(Data extract)

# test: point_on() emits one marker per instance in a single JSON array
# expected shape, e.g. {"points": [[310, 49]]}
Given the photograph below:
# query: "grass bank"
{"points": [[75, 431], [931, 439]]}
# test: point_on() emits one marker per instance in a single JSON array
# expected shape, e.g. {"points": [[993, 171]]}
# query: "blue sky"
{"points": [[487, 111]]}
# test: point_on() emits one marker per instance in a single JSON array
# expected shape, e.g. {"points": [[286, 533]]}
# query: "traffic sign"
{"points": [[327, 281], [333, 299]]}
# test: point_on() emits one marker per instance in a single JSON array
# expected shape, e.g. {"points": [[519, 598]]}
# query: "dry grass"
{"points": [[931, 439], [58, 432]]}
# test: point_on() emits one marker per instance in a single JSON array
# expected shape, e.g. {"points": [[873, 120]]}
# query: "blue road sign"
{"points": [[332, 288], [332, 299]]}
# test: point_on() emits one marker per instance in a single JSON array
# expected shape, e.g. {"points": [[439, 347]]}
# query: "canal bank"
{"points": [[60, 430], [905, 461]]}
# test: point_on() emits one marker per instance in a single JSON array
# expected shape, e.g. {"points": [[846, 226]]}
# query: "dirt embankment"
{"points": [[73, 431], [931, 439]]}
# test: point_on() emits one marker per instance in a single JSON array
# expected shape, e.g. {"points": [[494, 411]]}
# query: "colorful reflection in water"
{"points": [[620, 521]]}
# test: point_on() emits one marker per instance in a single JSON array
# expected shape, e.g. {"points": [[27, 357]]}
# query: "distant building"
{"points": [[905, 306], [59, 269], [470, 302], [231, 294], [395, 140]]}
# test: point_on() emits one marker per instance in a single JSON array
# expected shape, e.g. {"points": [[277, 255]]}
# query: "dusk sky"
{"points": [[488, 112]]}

(End Data extract)

▶ [Brief]
Nothing is to be left out; reproduce each record exactly.

▶ [Answer]
# test: point_on() emits one marker per instance in a single JSON array
# expected shape, e.g. {"points": [[310, 49]]}
Given the photograph below:
# query: "grass bank"
{"points": [[75, 431], [931, 439]]}
# test: point_on() emits one marker per instance in a single JSON array
# expected shape, e.g. {"points": [[993, 171]]}
# query: "blue sky"
{"points": [[487, 111]]}
# test: point_on() emits one marker per instance in a single JSON array
# expected shape, e.g. {"points": [[286, 533]]}
# query: "traffic sign"
{"points": [[327, 281], [333, 299]]}
# test: point_on() emits one marker per instance in a single JSON array
# expected shape, e.g. {"points": [[519, 598]]}
# query: "dry grass"
{"points": [[931, 439], [58, 432]]}
# test: point_on() emits one marker per instance in a single JSON array
# expected shape, e.g. {"points": [[873, 120]]}
# query: "blue road sign"
{"points": [[332, 288], [332, 299]]}
# test: point_on() emits one marker per instance in a single JSON array
# expected shape, e.g. {"points": [[439, 347]]}
# query: "canal bank"
{"points": [[60, 430], [905, 461]]}
# test: point_on() emits one marker per instance in a single JSON array
# expected shape, e.g. {"points": [[846, 226]]}
# query: "dirt embankment"
{"points": [[73, 431], [931, 439]]}
# test: point_on() emits one marker per instance in a single JSON array
# expected shape, e.g. {"points": [[494, 411]]}
# query: "colorful reflection in water"
{"points": [[620, 521]]}
# test: point_on() emits one marker per instance in a single JSON array
# expected shape, e.g. {"points": [[27, 357]]}
# query: "distant building"
{"points": [[905, 306], [59, 269], [470, 302], [231, 294], [395, 140]]}
# test: point_on() emits one marker per instance in a single JSON array
# expected shape, e.g. {"points": [[277, 255]]}
# query: "dusk sky"
{"points": [[488, 112]]}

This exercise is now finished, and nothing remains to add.